#### Completa quanto segue:
1) Riassumi in due frasi il testo sui prodotti di erboristeria.
2) Trasforma in un elenco puntato il paragrafo del testo sui prodotti di erboristeria che comincia con "La fiducia quasi cieca", mantenendone i fatti principali.
3) Prosegui il testo sui prodotti di erboristeria a partire dalla sua ultima frase.

#### Testo di partenza:

Lo hanno recentemente sottolineato anche gli allergologi della Società italiana di allergologia ed immunologia che hanno segnalato il costante e rilevante aumento di reazioni allergiche o avverse dovute all’uso di prodotti di erboristeria dei quali si è fatto uso per gli scopi più diversi.
La fiducia quasi cieca verso le più diverse varietà vegetali, unitamente alla qualità troppo spesso assai scarsa delle informazioni che vengono veicolate attraverso il web e che esaltano gli effetti delle più disparate varietà vegetali per gli usi quotidiani (o anche saltuari) sta determinando un picco di problemi, aggravati dall’attitudine ad una sorta di autoprescrizione che prescinde dalla conoscenza dei principi chimici che pure sono contenuti (a volte in quantità assai concentrata) nelle erbe vendute negli scaffali dei negozi o raccolte direttamente nei campi.
Il rischio reale è quello di avere a che fare con erbe di cui non si conosca bene la composizione o di cui non è nota la concentrazione dei principi contenuti, oltre alla possibilità di usare vegetali nei quali siano presenti metalli pesanti o pesticidi o altri principi chimici che, con un uso ripetuto o in alte singole dosi, possono rappresentare un vero pericolo per la salute dei consumatori.

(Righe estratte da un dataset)
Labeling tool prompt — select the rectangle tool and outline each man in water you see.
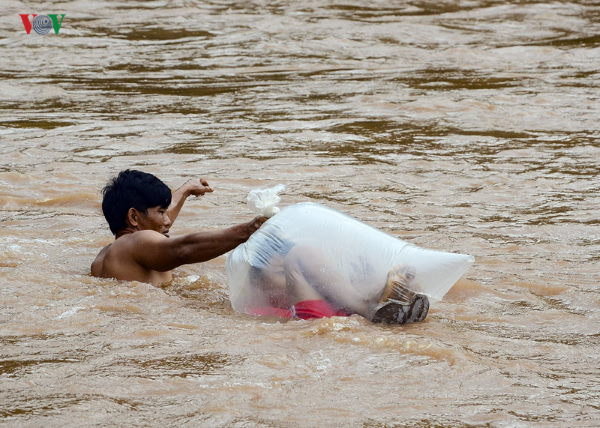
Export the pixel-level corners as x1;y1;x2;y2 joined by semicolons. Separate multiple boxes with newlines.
91;170;266;285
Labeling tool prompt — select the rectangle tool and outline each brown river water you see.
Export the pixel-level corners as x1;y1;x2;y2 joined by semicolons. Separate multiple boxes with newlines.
0;0;600;428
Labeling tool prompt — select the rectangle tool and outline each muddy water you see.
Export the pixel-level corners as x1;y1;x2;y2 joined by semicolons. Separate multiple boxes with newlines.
0;0;600;427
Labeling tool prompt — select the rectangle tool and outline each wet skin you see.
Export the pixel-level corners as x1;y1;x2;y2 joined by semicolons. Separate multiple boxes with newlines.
91;179;267;285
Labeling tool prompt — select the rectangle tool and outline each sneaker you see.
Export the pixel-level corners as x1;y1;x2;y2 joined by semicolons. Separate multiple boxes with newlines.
372;266;429;324
371;294;429;324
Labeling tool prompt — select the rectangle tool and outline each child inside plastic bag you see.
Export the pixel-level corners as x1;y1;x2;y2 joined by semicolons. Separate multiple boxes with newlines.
246;242;429;324
227;203;473;324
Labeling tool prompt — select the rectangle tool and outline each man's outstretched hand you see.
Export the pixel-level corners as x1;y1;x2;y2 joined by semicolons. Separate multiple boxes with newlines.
181;178;213;196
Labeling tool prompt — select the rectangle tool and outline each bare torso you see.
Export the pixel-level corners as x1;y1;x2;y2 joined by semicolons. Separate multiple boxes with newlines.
92;233;172;285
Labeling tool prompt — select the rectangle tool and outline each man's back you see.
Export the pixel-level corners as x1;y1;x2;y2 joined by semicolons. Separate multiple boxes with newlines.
92;230;172;285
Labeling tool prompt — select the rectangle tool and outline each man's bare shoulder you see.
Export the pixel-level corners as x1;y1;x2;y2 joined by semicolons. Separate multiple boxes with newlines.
91;230;168;277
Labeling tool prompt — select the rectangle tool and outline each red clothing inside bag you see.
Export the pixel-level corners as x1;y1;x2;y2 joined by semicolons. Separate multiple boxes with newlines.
249;300;350;320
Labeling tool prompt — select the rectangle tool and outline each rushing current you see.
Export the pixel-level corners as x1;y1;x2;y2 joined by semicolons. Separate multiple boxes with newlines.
0;0;600;428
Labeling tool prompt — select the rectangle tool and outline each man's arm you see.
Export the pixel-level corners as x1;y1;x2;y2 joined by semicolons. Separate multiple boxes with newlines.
167;178;213;224
129;217;267;272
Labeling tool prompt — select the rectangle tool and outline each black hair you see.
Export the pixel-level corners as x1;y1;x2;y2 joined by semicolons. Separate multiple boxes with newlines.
102;169;171;235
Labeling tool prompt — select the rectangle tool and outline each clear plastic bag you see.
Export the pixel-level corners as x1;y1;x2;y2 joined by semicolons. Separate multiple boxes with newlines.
247;184;285;217
227;202;474;318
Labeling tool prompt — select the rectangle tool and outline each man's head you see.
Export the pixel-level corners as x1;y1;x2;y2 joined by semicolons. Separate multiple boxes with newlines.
102;169;171;235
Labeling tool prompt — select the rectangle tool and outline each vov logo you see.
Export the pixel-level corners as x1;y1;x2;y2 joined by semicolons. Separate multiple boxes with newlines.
19;13;66;35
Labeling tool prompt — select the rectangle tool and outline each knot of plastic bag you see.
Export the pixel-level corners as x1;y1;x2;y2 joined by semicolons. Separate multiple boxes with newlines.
247;184;285;217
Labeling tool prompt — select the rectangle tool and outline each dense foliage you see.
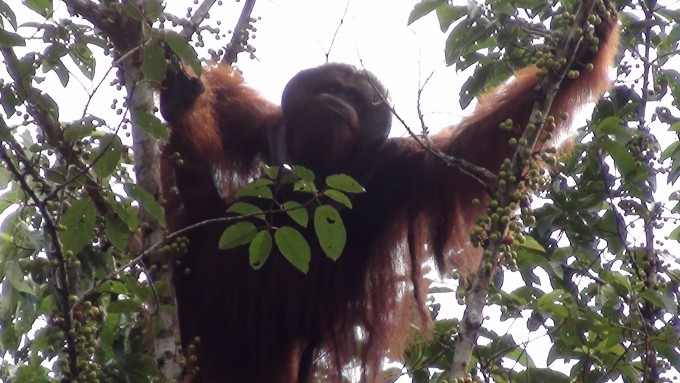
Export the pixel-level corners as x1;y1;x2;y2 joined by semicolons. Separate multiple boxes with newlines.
0;0;680;382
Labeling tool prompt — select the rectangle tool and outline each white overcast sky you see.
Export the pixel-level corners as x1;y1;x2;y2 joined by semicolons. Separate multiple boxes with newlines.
167;0;463;134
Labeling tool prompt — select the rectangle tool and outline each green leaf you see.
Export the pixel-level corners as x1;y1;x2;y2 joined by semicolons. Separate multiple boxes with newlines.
165;32;202;77
323;189;352;209
248;230;272;270
0;29;26;48
144;0;163;21
518;237;545;254
437;2;468;32
406;0;444;25
108;198;139;232
142;41;168;84
125;183;166;227
90;134;123;178
282;201;309;227
33;93;59;121
59;198;97;253
326;174;366;193
274;226;312;274
640;290;678;313
218;221;257;250
5;258;35;295
106;299;142;314
314;205;347;261
0;0;17;30
227;201;265;219
23;0;53;17
69;41;96;80
291;165;315;182
132;110;170;142
105;213;130;251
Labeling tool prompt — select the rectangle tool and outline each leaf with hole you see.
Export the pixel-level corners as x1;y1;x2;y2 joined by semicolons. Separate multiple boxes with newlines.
274;226;312;274
314;205;347;261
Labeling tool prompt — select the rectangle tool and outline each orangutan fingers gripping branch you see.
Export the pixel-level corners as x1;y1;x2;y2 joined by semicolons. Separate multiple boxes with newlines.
161;6;617;383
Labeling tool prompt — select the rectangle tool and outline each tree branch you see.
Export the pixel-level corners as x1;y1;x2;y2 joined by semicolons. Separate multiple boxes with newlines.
222;0;255;65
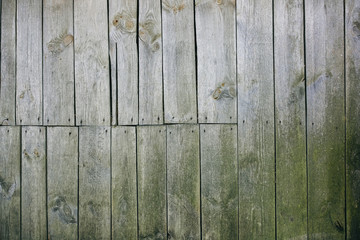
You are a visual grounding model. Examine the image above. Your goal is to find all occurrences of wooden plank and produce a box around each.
[109,0,138,125]
[305,0,345,239]
[79,127,111,239]
[0,0,16,125]
[167,125,200,239]
[74,0,110,125]
[237,0,275,239]
[195,0,237,123]
[162,0,197,123]
[111,127,138,239]
[0,126,21,239]
[137,126,167,239]
[46,127,78,239]
[43,0,75,125]
[21,127,47,239]
[274,0,307,239]
[16,0,43,125]
[200,124,239,239]
[139,0,163,124]
[345,0,360,239]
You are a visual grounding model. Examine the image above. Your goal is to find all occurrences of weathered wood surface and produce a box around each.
[162,0,197,123]
[200,124,239,239]
[138,0,163,125]
[166,125,200,239]
[237,0,275,239]
[137,126,167,240]
[111,127,137,239]
[43,0,75,125]
[15,0,43,125]
[74,0,110,125]
[0,126,21,239]
[195,0,237,123]
[46,127,78,239]
[79,127,111,239]
[274,0,307,239]
[21,127,47,239]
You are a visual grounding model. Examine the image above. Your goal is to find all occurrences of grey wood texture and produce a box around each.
[74,0,110,125]
[21,127,47,239]
[111,127,137,239]
[137,126,167,240]
[237,0,275,239]
[43,0,75,125]
[200,124,239,240]
[0,126,21,239]
[166,124,201,239]
[162,0,197,123]
[46,127,78,239]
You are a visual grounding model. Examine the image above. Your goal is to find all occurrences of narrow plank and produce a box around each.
[200,124,239,239]
[0,0,16,125]
[139,0,163,124]
[305,0,345,239]
[162,0,197,123]
[21,127,47,239]
[43,0,75,125]
[79,127,111,239]
[137,126,167,239]
[167,125,200,239]
[0,126,21,239]
[111,127,138,239]
[109,0,138,125]
[274,0,307,239]
[345,0,360,239]
[74,0,110,125]
[46,127,78,239]
[237,0,275,239]
[195,0,237,123]
[16,0,43,125]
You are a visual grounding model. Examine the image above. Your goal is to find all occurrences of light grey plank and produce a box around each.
[16,0,43,125]
[43,0,75,125]
[237,0,275,239]
[111,127,137,239]
[162,0,197,123]
[74,0,110,125]
[167,125,200,239]
[79,127,111,239]
[139,0,163,124]
[195,0,237,123]
[46,127,78,239]
[137,126,167,240]
[0,126,21,239]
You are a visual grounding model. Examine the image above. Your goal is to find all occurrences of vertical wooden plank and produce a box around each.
[195,0,237,123]
[74,0,110,125]
[43,0,75,125]
[237,0,275,239]
[305,0,345,239]
[21,127,47,239]
[16,0,43,125]
[0,0,16,125]
[274,0,307,239]
[109,0,138,125]
[137,126,167,239]
[167,125,200,239]
[111,127,137,239]
[0,126,21,239]
[139,0,163,124]
[46,127,78,239]
[200,124,239,239]
[162,0,197,123]
[345,0,360,239]
[79,127,111,239]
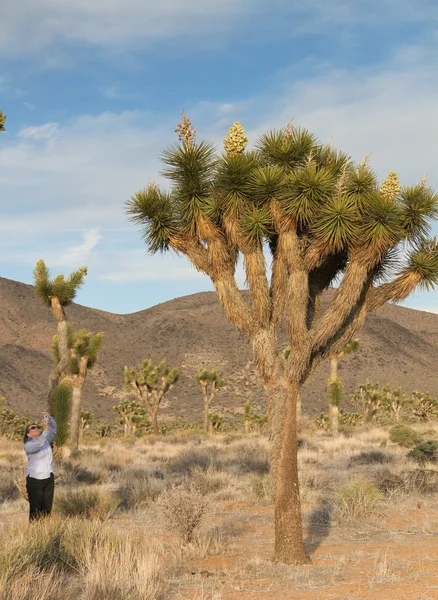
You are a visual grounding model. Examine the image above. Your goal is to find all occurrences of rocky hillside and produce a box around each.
[0,278,438,421]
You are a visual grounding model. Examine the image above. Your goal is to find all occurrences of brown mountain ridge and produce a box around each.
[0,278,438,423]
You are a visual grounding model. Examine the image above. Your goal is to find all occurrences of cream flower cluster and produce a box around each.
[380,171,400,202]
[224,121,248,155]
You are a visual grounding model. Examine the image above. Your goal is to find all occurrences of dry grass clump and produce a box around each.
[0,517,163,600]
[329,476,383,521]
[82,534,164,600]
[374,468,438,497]
[116,469,165,510]
[158,487,210,544]
[348,450,394,467]
[167,449,212,476]
[190,467,235,496]
[55,487,121,521]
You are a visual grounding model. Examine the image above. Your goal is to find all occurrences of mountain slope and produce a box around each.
[0,278,438,421]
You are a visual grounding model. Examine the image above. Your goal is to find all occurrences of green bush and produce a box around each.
[389,423,421,448]
[407,440,438,465]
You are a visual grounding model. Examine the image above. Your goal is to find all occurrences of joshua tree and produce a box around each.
[34,260,87,408]
[328,338,360,436]
[52,323,103,450]
[124,358,179,435]
[196,369,225,433]
[51,381,71,460]
[68,329,103,450]
[113,400,149,435]
[81,410,93,431]
[127,118,438,564]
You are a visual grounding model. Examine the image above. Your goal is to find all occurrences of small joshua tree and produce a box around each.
[113,400,149,435]
[34,260,87,409]
[124,358,179,435]
[328,338,360,436]
[81,410,93,431]
[52,324,103,450]
[196,369,225,433]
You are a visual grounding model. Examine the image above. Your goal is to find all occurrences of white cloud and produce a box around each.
[0,0,438,60]
[51,228,102,269]
[18,122,58,140]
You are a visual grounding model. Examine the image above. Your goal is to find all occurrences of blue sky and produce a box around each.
[0,0,438,313]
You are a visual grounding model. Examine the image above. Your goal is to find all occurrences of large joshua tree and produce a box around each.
[327,338,360,436]
[127,117,438,564]
[34,260,87,408]
[196,369,225,433]
[124,358,179,435]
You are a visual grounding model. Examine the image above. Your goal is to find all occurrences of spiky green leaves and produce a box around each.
[126,184,178,254]
[195,369,225,389]
[256,127,317,169]
[162,142,216,229]
[404,238,438,290]
[34,259,87,308]
[400,184,438,240]
[281,162,336,226]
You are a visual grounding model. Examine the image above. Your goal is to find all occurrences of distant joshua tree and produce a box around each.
[196,369,225,433]
[124,358,179,435]
[34,260,87,408]
[328,338,360,436]
[52,324,103,450]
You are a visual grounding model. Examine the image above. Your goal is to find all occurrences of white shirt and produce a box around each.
[24,417,56,479]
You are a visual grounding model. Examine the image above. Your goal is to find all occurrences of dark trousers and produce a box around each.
[26,473,55,521]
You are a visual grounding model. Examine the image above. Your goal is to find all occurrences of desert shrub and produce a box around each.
[158,487,209,544]
[167,450,212,475]
[190,467,231,496]
[329,476,382,521]
[116,470,164,510]
[222,442,269,475]
[55,488,120,521]
[374,469,438,496]
[348,450,393,467]
[389,423,421,448]
[406,440,438,465]
[0,469,20,503]
[61,461,102,485]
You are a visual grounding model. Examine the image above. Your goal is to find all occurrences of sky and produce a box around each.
[0,0,438,313]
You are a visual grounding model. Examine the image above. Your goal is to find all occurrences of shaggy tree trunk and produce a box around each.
[274,382,310,565]
[70,356,88,450]
[70,382,83,450]
[329,404,339,436]
[297,394,303,429]
[47,297,71,410]
[151,406,160,435]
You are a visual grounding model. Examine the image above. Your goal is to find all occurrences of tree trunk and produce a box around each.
[330,355,338,381]
[204,394,210,433]
[47,316,71,410]
[274,382,310,565]
[297,394,303,429]
[70,378,84,450]
[329,404,339,436]
[152,407,160,435]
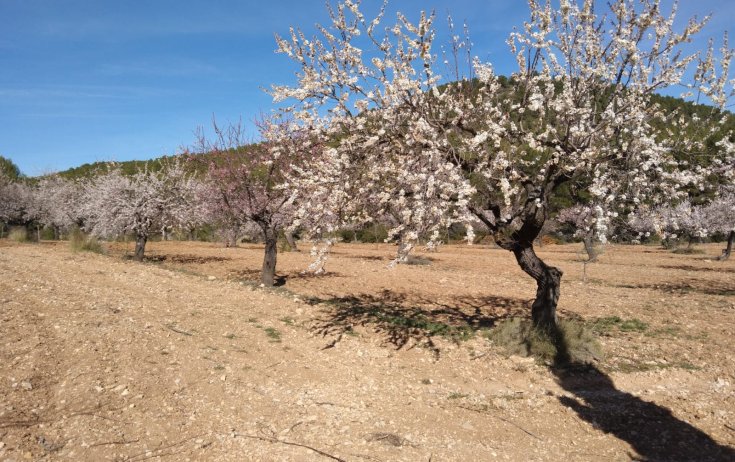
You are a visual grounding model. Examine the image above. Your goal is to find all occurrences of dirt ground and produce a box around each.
[0,240,735,461]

#### Risposte:
1) Gli allergologi della Società italiana di allergologia ed immunologia hanno segnalato un aumento costante e rilevante di reazioni allergiche o avverse dovute all'uso di prodotti di erboristeria. Il problema è aggravato dalla fiducia quasi cieca verso le piante, dalle informazioni spesso scadenti diffuse sul web e dall'autoprescrizione, con il rischio di usare erbe di composizione o concentrazione non nota oppure contenenti metalli pesanti, pesticidi o altri principi chimici pericolosi per la salute.

2)
- Fiducia quasi cieca verso le più diverse varietà vegetali.
- Informazioni diffuse sul web spesso di qualità assai scarsa, che esaltano gli effetti delle piante per usi quotidiani o saltuari.
- Ne deriva un picco di problemi.
- I problemi sono aggravati dall'autoprescrizione, che prescinde dalla conoscenza dei principi chimici contenuti nelle erbe, a volte in quantità molto concentrata.
- Ciò vale sia per le erbe vendute nei negozi sia per quelle raccolte direttamente nei campi.

3)
Da un lato, quindi, inaspettate allergie dall’altro veri e propri avvelenamenti si stanno verificando con allarmante frequenza, entrando così nel campo di interesse di quanti temono che ad una esigenza giusta e comprensibile vada ad affiancarsi e sovrapporsi un approccio superficiale o non sufficientemente corretto ed «educato».
Gli anziani sono più a rischio, per via della maggiore delicatezza biologica del proprio organismo, mentre le maggiori consumatrici (con maggiore probabilità di esposizione ai pericoli) sono le donne, più interessate a raccogliere l’offerta di consumi più «naturali» e «genuini».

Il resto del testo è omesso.